**Verilen metin:**
Sam Mensa
TT

Erdoğan, İran modeli ve Arap politikasının yeniden üretimi

Hamas Siyasi Büro Başkanı İsmail Heniyye’nin 1 Eylül’de Beyrut’a düzenlediği ziyareti sırasında değindiğimiz İran-Türkiye flörtleşmesi giderek daha açık hale geliyor. Şii ve Sünni radikalizm, ortak bir düşmana karşı savaşmak için birleşip, işbirliğine yönelmiş görünüyor.
Arap bölgesi, on yıllardır birden fazla ülkede İran yayılmacılığına tanık oluyor. Şimdi de bölgede ve dışında neredeyse Müslüman Kardeşler Örgütünün ana destekçisi haline gelen İslamcı AK Parti liderliğinde Erdoğan Türkiye’si, birden fazla yerde askeri maceralara girişerek İran modelini taklit ediyor. Bir yandan Azerbaycan ile Ermenistan arasında Dağlık Karabağ sorunundan kaynaklanan çatışmalara müdahil olurken, diğer yandan Libya, Suriye ve Irak özellikle de Kürdistan bölgesindeki çatışmalara doğrudan katılıyor. Bunlara, Yunanistan ve Güney Kıbrıs Rum Cumhuriyeti (GKRY) ile doğalgaz sahalarıyla ilgili anlaşmazlığı nedeniyle Doğu Akdeniz’de potansiyel müttefikleriyle arasındaki ihtilaflar da ekleniyor.
Suriye’de rejim kuvvetleri, Iraklı ve Lübnanlı milis güçleri ve İran Devrim Muhafızları uzmanları ile birlikte savaşmaları için Afganistan, Pakistan ve diğer ülkelerden savaşçı unsurlar getiren İran gibi Türkiye de bu sonu düşünülmemiş maceralara girişiyor. Aynı yöntemi benimseyerek dışarıdan ya da komşu çevrelerden getirttiği paralı askerleri kullanıyor. Şii Hizbullah örgütü, kuruluş nedenini İsrail’e karşı direnişe dayandırıyor ama gerçekler, önceliğinin İran’ın yayılmacı çıkarlarını korumak olduğunu ortaya koydu. Bu nedenle direnişi süresince diğer tüm Lübnanlı direniş örgütlerini ortadan kaldırdığını, direnişi tekeline alarak amaçlarına hizmet eden bir kart olarak Tahran’a teslim ettiğini gün yüzüne çıkardı. Şimdi de Hamas, 1987’de İsrail işgaline direniş sloganı ile kuruluşundan 30 yıl sonra, Erdoğan’ın emri altında Müslüman Kardeşler projesine hizmet ediyor. Hatta Filistin cephesinde derin bir bölünmeye neden olan performansı ile neredeyse işgalciye hizmet ediyor.

**İstekler:**
1. Aşağıdaki (a), (b) ve (c) ifadelerinin verilen metinle örtüşüp örtüşmediğini belirtin. Her biri için evet ya da hayır deyin ve kararı belirleyen sözcükleri metinden aynen aktarın.
(a) İsmail Heniyye 1 Eylül'de Beyrut'u ziyaret etti.
(b) Hamas 1997'de kuruldu.
(c) Türkiye'nin Yunanistan ve GKRY ile anlaşmazlığı doğalgaz sahalarıyla ilgilidir.
2. Verilen metne göre İran, Suriye'de savaşmaları için savaşçı unsurları hangi ülkelerden getiriyor?

**Veri listesi:**

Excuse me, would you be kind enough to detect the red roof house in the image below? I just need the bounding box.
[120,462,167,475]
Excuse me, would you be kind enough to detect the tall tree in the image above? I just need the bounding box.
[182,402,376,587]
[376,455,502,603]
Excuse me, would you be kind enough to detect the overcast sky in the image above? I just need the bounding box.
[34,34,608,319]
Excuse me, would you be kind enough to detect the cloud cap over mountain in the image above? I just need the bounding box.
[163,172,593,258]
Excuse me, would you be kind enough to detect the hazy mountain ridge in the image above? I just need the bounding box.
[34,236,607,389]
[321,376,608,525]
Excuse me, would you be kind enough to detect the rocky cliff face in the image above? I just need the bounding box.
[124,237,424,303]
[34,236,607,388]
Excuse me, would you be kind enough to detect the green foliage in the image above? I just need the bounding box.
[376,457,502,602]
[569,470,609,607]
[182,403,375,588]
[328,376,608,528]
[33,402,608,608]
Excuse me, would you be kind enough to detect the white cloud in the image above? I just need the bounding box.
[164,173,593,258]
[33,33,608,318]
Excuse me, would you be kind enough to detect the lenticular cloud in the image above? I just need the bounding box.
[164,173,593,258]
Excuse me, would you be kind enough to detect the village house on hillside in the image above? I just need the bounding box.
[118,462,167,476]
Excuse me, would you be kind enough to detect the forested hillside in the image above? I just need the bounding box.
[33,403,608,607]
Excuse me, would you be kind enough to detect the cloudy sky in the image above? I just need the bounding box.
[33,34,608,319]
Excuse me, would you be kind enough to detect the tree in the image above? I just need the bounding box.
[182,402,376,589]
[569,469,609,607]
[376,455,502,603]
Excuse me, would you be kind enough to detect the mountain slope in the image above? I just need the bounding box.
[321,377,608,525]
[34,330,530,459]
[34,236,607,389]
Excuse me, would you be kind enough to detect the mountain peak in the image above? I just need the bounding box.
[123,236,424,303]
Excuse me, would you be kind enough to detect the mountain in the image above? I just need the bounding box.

--

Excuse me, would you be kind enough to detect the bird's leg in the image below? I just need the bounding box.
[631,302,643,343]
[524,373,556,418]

...

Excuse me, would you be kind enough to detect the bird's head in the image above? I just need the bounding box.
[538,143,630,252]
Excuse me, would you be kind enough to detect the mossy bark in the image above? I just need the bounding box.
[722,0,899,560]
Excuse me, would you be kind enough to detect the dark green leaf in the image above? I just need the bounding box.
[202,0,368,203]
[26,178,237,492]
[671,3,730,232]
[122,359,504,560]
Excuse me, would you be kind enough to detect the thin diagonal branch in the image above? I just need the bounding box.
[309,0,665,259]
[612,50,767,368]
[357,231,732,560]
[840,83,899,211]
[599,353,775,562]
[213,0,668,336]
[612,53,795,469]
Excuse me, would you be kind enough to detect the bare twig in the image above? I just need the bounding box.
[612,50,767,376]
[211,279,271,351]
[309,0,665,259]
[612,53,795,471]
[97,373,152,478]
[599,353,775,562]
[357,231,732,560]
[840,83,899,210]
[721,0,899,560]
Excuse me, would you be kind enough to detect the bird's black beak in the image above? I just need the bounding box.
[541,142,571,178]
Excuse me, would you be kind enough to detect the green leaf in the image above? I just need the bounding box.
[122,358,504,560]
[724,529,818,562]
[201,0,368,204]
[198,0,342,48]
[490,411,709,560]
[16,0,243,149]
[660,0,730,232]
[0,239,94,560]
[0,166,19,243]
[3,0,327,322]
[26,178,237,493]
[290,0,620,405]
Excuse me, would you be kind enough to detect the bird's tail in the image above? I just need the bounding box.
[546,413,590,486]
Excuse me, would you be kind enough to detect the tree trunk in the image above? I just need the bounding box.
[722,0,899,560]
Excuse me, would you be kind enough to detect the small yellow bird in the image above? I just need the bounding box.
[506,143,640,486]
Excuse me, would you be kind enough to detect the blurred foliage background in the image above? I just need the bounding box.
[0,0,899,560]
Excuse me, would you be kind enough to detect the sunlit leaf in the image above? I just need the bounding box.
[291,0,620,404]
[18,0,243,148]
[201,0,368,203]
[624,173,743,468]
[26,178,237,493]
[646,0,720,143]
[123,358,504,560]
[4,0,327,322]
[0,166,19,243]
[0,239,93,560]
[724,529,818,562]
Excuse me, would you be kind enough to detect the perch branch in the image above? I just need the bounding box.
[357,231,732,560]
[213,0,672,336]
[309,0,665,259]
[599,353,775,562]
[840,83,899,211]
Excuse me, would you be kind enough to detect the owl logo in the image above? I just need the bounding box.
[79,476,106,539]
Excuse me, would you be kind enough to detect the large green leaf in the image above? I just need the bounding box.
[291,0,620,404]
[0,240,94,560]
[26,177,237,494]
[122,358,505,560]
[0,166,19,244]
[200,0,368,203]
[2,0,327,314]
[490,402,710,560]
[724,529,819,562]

**Yanıtlar:**
1.
(a) Evet: "İsmail Heniyye’nin 1 Eylül’de Beyrut’a düzenlediği ziyareti"
(b) Hayır: "1987’de İsrail işgaline direniş sloganı ile kuruluşundan 30 yıl sonra"
(c) Evet: "Yunanistan ve Güney Kıbrıs Rum Cumhuriyeti (GKRY) ile doğalgaz sahalarıyla ilgili anlaşmazlığı"

2. Afganistan, Pakistan ve diğer ülkelerden.